→ REQUIREMENT: Below is a block of entries; repeat exactly the lines starting at the line that contains "walkway, one per instance" and ending at the line that contains "black jacket, one per instance", both included.

→ MATERIAL SHOWN:
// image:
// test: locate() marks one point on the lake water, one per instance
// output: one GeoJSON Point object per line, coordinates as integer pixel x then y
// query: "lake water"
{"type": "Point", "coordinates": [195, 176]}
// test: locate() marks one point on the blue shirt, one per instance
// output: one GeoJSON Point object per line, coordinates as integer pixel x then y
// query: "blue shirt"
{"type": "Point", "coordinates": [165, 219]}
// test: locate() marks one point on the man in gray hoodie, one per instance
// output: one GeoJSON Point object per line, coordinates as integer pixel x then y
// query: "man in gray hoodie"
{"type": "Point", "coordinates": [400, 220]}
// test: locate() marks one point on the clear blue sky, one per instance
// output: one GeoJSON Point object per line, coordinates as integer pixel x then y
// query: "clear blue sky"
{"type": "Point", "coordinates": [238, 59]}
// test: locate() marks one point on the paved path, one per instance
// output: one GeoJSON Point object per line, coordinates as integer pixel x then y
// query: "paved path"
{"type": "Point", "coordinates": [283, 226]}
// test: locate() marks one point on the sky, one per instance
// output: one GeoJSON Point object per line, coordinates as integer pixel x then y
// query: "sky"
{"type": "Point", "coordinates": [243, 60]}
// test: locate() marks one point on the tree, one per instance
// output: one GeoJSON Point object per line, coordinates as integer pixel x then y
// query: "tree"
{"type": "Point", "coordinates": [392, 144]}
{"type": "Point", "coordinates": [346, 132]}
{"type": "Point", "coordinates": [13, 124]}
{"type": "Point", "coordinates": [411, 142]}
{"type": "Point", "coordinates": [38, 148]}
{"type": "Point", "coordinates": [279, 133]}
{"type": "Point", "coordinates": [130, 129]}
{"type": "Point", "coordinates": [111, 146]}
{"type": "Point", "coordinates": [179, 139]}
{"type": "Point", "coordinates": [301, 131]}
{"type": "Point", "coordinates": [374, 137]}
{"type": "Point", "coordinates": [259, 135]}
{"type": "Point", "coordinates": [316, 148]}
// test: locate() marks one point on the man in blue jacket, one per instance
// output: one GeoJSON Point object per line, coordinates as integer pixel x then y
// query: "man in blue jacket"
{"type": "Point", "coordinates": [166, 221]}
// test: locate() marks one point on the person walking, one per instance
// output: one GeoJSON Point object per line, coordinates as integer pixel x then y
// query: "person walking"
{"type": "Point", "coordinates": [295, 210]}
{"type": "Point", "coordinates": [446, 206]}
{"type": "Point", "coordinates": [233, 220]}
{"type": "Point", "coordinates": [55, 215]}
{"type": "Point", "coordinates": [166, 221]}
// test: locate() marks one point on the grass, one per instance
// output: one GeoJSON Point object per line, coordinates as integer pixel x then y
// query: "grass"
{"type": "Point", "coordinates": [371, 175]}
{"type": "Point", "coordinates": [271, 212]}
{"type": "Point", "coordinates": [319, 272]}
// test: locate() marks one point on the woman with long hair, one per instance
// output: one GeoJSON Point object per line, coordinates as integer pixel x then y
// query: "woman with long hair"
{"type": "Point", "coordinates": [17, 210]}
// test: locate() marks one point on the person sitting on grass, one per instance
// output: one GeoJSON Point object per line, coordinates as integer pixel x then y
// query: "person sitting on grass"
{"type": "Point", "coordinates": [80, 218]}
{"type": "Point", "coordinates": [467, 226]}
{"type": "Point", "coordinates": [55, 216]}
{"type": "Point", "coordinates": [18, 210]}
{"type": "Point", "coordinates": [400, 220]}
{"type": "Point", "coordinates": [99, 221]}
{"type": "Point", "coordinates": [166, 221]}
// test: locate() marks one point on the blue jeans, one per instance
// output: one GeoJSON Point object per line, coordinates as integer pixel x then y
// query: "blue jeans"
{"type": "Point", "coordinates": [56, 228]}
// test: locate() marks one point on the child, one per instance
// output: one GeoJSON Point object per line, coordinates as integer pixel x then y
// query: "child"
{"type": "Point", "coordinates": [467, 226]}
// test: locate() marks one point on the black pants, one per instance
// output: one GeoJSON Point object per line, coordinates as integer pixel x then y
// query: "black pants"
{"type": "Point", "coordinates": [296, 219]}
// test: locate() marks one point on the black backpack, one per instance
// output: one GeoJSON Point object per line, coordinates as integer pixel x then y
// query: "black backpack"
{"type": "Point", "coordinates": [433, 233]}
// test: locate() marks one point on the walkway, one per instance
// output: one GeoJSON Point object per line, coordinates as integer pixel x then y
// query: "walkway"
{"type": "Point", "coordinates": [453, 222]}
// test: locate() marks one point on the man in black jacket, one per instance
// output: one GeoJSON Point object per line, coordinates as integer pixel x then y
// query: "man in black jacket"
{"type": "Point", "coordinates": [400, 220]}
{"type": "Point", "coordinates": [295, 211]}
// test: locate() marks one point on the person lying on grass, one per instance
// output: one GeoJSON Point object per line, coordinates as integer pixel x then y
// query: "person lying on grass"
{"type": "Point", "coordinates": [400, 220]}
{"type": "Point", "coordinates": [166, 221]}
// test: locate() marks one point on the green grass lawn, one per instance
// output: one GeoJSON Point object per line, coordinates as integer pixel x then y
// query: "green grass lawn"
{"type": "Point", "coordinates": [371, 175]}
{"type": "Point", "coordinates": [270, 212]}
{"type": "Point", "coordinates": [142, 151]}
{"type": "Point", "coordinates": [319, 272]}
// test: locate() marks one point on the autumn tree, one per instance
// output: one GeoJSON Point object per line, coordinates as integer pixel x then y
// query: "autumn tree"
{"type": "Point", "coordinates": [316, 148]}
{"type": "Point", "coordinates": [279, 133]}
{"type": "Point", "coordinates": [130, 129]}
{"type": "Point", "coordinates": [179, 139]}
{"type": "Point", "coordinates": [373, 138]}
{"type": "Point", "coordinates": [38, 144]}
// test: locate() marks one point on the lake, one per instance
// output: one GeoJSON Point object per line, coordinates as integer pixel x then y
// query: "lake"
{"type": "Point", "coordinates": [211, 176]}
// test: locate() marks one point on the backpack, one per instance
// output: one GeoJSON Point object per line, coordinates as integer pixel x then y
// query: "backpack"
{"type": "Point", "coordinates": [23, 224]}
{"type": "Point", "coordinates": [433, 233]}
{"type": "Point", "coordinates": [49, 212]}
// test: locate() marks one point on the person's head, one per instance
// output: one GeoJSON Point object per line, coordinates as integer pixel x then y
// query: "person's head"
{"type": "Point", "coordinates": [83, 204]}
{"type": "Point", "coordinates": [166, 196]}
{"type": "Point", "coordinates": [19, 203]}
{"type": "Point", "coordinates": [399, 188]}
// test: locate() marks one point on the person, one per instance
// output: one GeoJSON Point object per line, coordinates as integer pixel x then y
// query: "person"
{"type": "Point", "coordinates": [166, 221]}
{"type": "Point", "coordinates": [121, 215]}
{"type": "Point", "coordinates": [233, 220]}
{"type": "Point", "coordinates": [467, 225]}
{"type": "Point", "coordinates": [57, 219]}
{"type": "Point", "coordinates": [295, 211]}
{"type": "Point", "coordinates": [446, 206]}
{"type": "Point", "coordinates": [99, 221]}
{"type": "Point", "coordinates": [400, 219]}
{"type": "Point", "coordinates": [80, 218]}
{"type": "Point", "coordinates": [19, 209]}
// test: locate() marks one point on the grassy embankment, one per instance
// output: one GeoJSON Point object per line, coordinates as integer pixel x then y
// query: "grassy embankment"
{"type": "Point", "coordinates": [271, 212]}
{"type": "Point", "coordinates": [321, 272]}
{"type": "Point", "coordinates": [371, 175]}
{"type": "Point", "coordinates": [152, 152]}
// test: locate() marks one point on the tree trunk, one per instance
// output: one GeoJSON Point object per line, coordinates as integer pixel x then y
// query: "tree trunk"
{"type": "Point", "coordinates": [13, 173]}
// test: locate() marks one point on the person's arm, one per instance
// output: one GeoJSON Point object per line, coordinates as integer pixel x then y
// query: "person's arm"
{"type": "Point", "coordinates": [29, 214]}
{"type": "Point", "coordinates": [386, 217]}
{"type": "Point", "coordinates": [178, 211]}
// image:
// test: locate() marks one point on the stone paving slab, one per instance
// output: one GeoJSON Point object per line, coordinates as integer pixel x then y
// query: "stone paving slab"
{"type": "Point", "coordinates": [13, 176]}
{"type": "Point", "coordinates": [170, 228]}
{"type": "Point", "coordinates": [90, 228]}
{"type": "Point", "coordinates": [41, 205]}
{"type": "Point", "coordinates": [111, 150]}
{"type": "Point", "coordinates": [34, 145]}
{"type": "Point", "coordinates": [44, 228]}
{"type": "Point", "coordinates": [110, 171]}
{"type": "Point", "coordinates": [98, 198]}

→ ANSWER SECTION:
// test: locate() marks one point on the walkway, one per instance
// output: one GeoJSON Point object per line, coordinates as integer pixel x then y
// query: "walkway"
{"type": "Point", "coordinates": [453, 222]}
// test: locate() marks one point on the man in black jacket, one per instance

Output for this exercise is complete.